[Exercise goal] Nothing but the lines from the start of the data through the line with "target | gravel path" should appear in the answer, each retyped exactly, and pictures should not.

[The input]

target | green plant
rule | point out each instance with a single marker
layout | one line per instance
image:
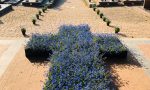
(40, 12)
(104, 18)
(37, 16)
(34, 21)
(45, 7)
(101, 15)
(98, 11)
(93, 5)
(108, 22)
(117, 29)
(23, 30)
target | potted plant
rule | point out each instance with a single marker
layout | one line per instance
(117, 29)
(101, 15)
(23, 30)
(104, 18)
(40, 12)
(37, 16)
(94, 8)
(34, 21)
(43, 9)
(108, 22)
(98, 11)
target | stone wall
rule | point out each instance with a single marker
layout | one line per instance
(147, 4)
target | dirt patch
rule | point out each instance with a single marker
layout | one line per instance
(3, 48)
(145, 48)
(21, 74)
(130, 77)
(133, 21)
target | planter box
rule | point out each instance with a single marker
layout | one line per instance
(37, 54)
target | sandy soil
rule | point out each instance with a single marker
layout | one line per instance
(145, 48)
(22, 74)
(133, 21)
(3, 48)
(130, 77)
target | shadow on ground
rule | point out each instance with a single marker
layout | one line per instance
(58, 3)
(126, 63)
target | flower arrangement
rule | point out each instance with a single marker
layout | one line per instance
(77, 59)
(76, 64)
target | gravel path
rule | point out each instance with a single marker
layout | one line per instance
(140, 53)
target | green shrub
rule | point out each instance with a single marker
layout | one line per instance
(94, 8)
(45, 7)
(40, 12)
(37, 16)
(108, 22)
(117, 30)
(93, 5)
(98, 11)
(43, 10)
(23, 30)
(104, 18)
(34, 21)
(101, 15)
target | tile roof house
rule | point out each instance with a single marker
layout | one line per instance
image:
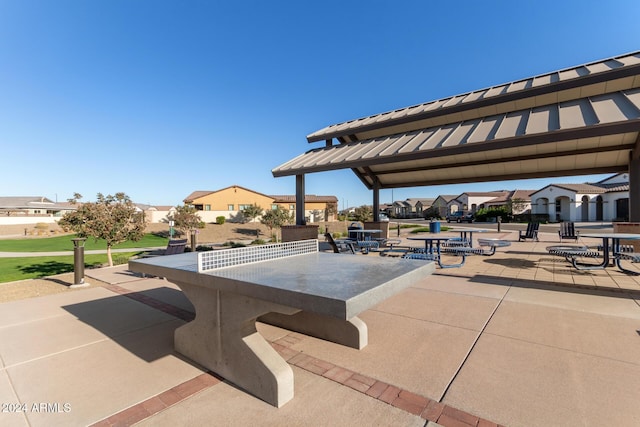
(606, 200)
(31, 209)
(521, 197)
(472, 201)
(230, 201)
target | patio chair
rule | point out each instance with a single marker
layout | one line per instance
(531, 233)
(568, 231)
(340, 246)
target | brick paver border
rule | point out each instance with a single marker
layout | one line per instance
(405, 400)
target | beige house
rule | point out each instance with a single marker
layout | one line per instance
(520, 198)
(231, 201)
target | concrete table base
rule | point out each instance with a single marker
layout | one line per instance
(351, 333)
(225, 340)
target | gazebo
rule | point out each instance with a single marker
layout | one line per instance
(576, 121)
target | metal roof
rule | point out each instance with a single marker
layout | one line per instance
(582, 120)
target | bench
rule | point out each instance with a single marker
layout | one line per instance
(572, 251)
(174, 247)
(493, 244)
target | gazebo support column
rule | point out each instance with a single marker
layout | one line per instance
(376, 201)
(300, 219)
(634, 184)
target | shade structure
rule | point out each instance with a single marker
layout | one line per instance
(582, 120)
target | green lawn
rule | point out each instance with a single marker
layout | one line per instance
(12, 269)
(64, 243)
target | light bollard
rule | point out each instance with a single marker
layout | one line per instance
(78, 262)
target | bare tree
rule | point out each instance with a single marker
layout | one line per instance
(186, 218)
(112, 218)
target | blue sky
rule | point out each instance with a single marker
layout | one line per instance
(161, 98)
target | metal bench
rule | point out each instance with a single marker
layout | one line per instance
(572, 251)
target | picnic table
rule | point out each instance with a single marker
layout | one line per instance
(611, 250)
(294, 285)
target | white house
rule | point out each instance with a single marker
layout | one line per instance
(523, 197)
(607, 200)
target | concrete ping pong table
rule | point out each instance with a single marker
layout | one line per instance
(291, 285)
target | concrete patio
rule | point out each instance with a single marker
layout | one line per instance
(517, 339)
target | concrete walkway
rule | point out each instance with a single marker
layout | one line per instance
(517, 339)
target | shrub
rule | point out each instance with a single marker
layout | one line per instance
(119, 259)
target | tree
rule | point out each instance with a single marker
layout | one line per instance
(186, 218)
(252, 212)
(331, 210)
(276, 218)
(112, 218)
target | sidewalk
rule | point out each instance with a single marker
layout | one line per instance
(517, 339)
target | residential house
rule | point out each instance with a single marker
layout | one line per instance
(155, 214)
(230, 201)
(471, 202)
(411, 208)
(606, 200)
(441, 203)
(29, 210)
(522, 199)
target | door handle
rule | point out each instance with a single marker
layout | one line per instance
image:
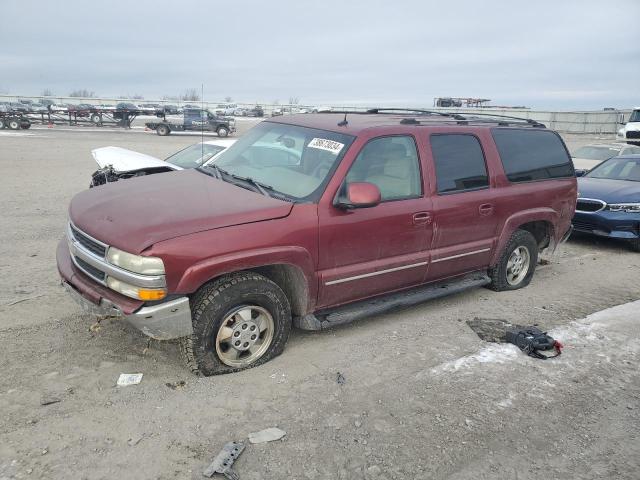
(485, 209)
(422, 218)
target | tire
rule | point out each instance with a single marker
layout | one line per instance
(511, 273)
(241, 302)
(163, 130)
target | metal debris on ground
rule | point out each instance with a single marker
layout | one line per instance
(267, 435)
(133, 441)
(127, 379)
(176, 385)
(224, 460)
(49, 400)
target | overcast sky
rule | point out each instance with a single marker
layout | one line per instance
(542, 54)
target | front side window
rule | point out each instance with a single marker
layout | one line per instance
(459, 162)
(289, 160)
(618, 169)
(532, 154)
(194, 156)
(391, 163)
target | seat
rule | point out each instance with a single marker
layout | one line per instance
(399, 177)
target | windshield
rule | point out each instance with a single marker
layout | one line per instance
(289, 159)
(596, 153)
(618, 169)
(192, 157)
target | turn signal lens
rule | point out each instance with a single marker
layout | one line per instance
(132, 291)
(150, 295)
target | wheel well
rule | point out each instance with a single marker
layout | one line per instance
(541, 230)
(292, 282)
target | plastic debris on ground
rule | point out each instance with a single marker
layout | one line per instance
(127, 379)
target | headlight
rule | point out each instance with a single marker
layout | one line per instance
(135, 263)
(625, 207)
(147, 294)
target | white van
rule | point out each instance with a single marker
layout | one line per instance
(630, 132)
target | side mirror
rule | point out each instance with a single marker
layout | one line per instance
(359, 195)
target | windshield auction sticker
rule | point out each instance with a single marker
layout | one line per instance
(328, 145)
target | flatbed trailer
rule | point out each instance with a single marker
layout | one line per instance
(198, 120)
(94, 117)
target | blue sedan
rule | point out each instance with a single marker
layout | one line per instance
(609, 200)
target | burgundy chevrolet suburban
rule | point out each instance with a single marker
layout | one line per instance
(317, 220)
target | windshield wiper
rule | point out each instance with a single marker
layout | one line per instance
(259, 186)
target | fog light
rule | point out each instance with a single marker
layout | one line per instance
(132, 291)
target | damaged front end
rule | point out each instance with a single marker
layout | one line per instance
(108, 174)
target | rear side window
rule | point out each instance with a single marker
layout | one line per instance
(459, 163)
(529, 155)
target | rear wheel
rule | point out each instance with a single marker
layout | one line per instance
(517, 264)
(162, 130)
(239, 321)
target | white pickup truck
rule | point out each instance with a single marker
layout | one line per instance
(630, 132)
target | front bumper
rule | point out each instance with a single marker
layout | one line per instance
(620, 225)
(163, 321)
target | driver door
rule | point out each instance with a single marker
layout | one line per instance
(368, 251)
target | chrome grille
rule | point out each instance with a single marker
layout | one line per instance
(90, 270)
(89, 243)
(590, 205)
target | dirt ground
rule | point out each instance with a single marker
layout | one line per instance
(423, 397)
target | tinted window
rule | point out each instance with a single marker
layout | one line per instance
(392, 164)
(459, 163)
(529, 155)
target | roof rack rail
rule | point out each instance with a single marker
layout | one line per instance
(459, 118)
(526, 120)
(418, 110)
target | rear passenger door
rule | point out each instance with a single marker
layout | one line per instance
(464, 210)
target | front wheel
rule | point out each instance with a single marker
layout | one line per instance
(239, 321)
(517, 263)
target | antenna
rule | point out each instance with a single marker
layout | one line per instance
(202, 124)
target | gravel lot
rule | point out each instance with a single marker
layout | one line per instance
(423, 396)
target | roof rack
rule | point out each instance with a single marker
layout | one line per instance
(423, 112)
(456, 117)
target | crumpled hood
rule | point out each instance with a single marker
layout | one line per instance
(610, 191)
(123, 160)
(135, 214)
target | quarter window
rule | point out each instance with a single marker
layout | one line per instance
(529, 155)
(459, 163)
(392, 164)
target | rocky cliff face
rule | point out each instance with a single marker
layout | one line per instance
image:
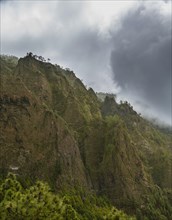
(53, 128)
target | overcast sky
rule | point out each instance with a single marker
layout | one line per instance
(122, 47)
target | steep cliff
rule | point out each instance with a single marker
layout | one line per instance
(54, 129)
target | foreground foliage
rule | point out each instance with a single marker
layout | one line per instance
(38, 202)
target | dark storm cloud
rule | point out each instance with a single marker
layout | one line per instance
(141, 58)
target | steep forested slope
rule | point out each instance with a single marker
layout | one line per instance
(56, 130)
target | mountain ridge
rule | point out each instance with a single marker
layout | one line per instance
(50, 121)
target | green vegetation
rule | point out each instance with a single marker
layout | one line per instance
(38, 202)
(55, 130)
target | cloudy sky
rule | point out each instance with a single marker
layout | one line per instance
(122, 46)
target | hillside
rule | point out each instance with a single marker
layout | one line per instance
(53, 129)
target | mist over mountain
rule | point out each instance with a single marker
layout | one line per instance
(55, 130)
(113, 46)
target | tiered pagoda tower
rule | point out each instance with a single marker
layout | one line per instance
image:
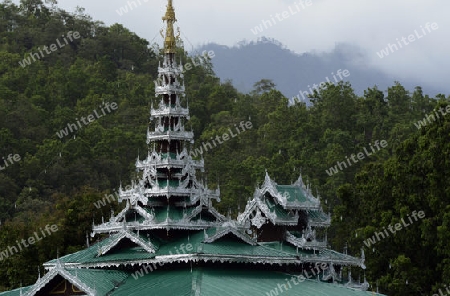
(168, 195)
(169, 239)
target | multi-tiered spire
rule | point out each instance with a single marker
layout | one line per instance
(169, 220)
(168, 194)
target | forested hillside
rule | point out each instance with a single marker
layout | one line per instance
(58, 177)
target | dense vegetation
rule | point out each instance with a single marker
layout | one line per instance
(58, 179)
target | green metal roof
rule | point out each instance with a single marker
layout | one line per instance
(227, 282)
(15, 292)
(226, 246)
(102, 281)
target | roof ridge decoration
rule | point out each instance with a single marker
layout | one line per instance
(227, 228)
(198, 209)
(59, 270)
(124, 233)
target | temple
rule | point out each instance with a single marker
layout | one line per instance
(170, 240)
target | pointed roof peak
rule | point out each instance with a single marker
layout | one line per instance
(169, 38)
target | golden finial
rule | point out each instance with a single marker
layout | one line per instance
(170, 39)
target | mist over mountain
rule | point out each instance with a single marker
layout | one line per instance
(249, 62)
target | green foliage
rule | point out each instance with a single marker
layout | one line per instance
(59, 179)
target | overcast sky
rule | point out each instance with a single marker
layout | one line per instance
(314, 26)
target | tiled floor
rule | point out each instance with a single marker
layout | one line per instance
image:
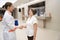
(42, 34)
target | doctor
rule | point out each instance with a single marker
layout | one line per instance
(31, 25)
(8, 23)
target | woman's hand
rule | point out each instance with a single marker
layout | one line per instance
(34, 38)
(21, 27)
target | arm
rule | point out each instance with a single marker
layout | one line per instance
(10, 23)
(35, 30)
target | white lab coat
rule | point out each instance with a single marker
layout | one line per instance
(8, 24)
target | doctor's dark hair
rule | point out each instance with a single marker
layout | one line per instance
(33, 10)
(7, 4)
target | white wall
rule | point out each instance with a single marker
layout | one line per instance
(53, 6)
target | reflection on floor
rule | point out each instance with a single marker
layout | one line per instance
(42, 34)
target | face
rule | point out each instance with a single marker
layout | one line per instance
(11, 8)
(30, 12)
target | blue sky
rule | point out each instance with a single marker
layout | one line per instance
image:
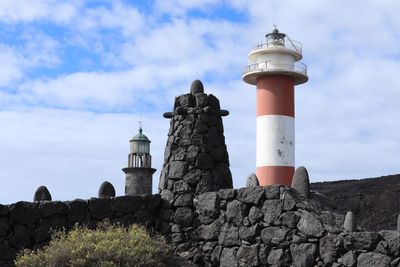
(76, 77)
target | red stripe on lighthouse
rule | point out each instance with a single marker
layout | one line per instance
(275, 139)
(275, 95)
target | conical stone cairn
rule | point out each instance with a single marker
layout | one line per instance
(42, 194)
(350, 224)
(106, 190)
(301, 182)
(196, 157)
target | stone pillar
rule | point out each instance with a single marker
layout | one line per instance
(196, 158)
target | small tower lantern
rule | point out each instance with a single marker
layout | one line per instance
(139, 173)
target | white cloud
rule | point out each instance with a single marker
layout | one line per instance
(14, 11)
(10, 68)
(179, 7)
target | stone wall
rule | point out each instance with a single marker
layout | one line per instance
(28, 224)
(273, 226)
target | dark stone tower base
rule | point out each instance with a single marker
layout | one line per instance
(138, 181)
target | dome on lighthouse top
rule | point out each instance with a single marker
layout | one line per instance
(140, 136)
(276, 37)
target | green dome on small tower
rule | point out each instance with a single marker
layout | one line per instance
(140, 136)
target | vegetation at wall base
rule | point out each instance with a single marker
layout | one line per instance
(108, 245)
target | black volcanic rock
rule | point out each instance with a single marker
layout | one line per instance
(375, 201)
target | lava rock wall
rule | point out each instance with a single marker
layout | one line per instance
(29, 224)
(273, 226)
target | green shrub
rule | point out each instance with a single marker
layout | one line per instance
(109, 245)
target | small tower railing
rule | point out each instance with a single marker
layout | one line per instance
(287, 43)
(266, 66)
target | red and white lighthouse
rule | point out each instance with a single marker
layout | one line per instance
(275, 69)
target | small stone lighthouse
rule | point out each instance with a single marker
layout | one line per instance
(275, 69)
(139, 173)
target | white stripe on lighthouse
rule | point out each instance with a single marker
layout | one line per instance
(275, 140)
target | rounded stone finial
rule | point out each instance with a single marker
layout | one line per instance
(349, 224)
(168, 115)
(106, 190)
(42, 194)
(398, 223)
(196, 87)
(301, 182)
(252, 180)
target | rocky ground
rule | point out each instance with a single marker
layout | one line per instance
(374, 201)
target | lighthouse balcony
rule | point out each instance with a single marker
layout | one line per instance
(297, 70)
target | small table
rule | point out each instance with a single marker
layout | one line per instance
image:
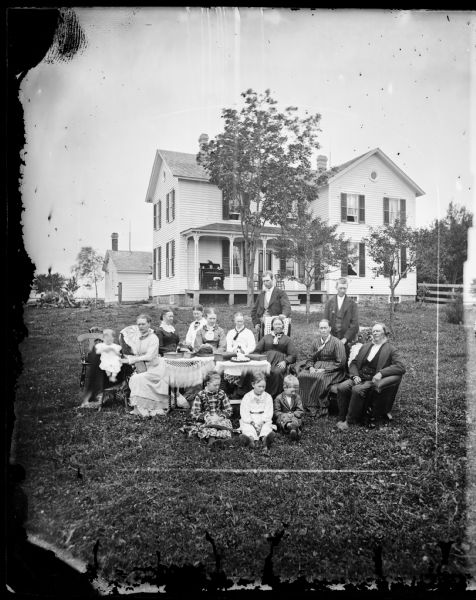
(187, 372)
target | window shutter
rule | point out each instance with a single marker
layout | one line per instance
(361, 209)
(386, 211)
(343, 207)
(226, 207)
(361, 260)
(282, 266)
(225, 253)
(403, 211)
(403, 260)
(172, 266)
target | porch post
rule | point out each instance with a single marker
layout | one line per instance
(264, 243)
(230, 258)
(196, 284)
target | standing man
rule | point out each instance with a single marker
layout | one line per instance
(375, 360)
(342, 314)
(271, 302)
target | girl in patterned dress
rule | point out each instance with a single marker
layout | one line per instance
(212, 410)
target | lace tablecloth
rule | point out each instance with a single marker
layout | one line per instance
(187, 372)
(238, 368)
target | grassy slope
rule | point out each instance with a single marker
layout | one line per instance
(332, 520)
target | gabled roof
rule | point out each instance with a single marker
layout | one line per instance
(181, 165)
(132, 262)
(339, 170)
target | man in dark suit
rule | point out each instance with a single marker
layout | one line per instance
(375, 360)
(271, 302)
(342, 314)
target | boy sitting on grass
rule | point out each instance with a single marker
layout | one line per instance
(288, 408)
(256, 412)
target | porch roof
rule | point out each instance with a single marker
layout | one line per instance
(222, 229)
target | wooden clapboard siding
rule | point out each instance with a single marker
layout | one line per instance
(388, 184)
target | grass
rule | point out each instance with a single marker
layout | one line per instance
(132, 484)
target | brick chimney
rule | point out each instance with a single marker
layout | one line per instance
(203, 139)
(321, 163)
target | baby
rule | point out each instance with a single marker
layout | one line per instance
(110, 355)
(288, 408)
(256, 412)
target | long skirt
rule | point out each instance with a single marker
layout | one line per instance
(314, 389)
(250, 431)
(150, 391)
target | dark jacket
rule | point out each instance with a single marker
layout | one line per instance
(278, 305)
(389, 361)
(350, 318)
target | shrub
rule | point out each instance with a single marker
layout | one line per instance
(454, 310)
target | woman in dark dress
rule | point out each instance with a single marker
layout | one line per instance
(324, 367)
(168, 339)
(280, 352)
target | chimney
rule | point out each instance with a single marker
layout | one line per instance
(321, 163)
(203, 139)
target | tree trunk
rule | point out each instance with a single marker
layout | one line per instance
(308, 301)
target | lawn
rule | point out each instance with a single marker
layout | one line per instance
(141, 487)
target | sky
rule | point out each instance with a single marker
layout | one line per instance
(154, 78)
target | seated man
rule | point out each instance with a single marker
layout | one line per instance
(375, 360)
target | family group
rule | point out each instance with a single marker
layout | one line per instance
(273, 402)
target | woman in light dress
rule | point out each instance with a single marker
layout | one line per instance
(149, 385)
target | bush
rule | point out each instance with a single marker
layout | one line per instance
(454, 310)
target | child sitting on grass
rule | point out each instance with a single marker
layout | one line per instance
(288, 408)
(256, 412)
(212, 410)
(110, 355)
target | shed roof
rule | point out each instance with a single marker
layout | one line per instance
(132, 262)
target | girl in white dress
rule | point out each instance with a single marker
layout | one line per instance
(110, 355)
(256, 412)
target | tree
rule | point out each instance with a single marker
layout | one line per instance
(442, 248)
(393, 250)
(88, 269)
(315, 246)
(262, 164)
(51, 282)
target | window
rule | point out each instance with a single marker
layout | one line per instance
(170, 206)
(354, 266)
(393, 209)
(352, 208)
(170, 259)
(157, 215)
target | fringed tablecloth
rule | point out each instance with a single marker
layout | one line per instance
(239, 368)
(187, 372)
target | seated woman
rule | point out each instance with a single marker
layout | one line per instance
(168, 339)
(148, 385)
(97, 379)
(195, 325)
(324, 367)
(210, 334)
(280, 352)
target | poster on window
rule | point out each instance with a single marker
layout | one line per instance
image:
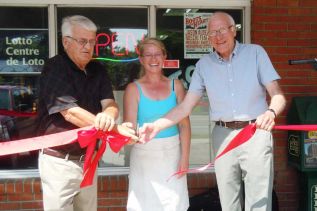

[The completed task]
target | green plant
rule | point out each instance with a single marker
layout | one line per instance
image:
(40, 12)
(104, 18)
(37, 16)
(34, 21)
(45, 7)
(101, 15)
(98, 11)
(93, 5)
(108, 22)
(117, 29)
(23, 30)
target | potted plant
rule | point out each instance with a single marker
layout | one line per instance
(117, 29)
(101, 15)
(23, 30)
(104, 18)
(40, 12)
(37, 16)
(94, 8)
(34, 21)
(43, 9)
(108, 22)
(98, 11)
target | stone wall
rule | point out each instance with a single marker
layout | one line per instance
(147, 4)
target | dirt patch
rule | point out each instance with a single marker
layout | one line per instance
(3, 48)
(145, 48)
(21, 74)
(130, 77)
(133, 21)
target | planter box
rule | point out each instance with a single marker
layout | one line per instance
(37, 54)
target | sandy soil
rule | point out each instance with a single marker
layout | one line per instance
(145, 48)
(22, 74)
(133, 21)
(3, 48)
(130, 77)
target | shadow on ground
rule | point out each instance with a single marker
layout | one line per instance
(58, 3)
(126, 63)
target | flower arrangement
rule | point out each instance with a single marker
layout | one line per instance
(77, 59)
(76, 64)
target | gravel path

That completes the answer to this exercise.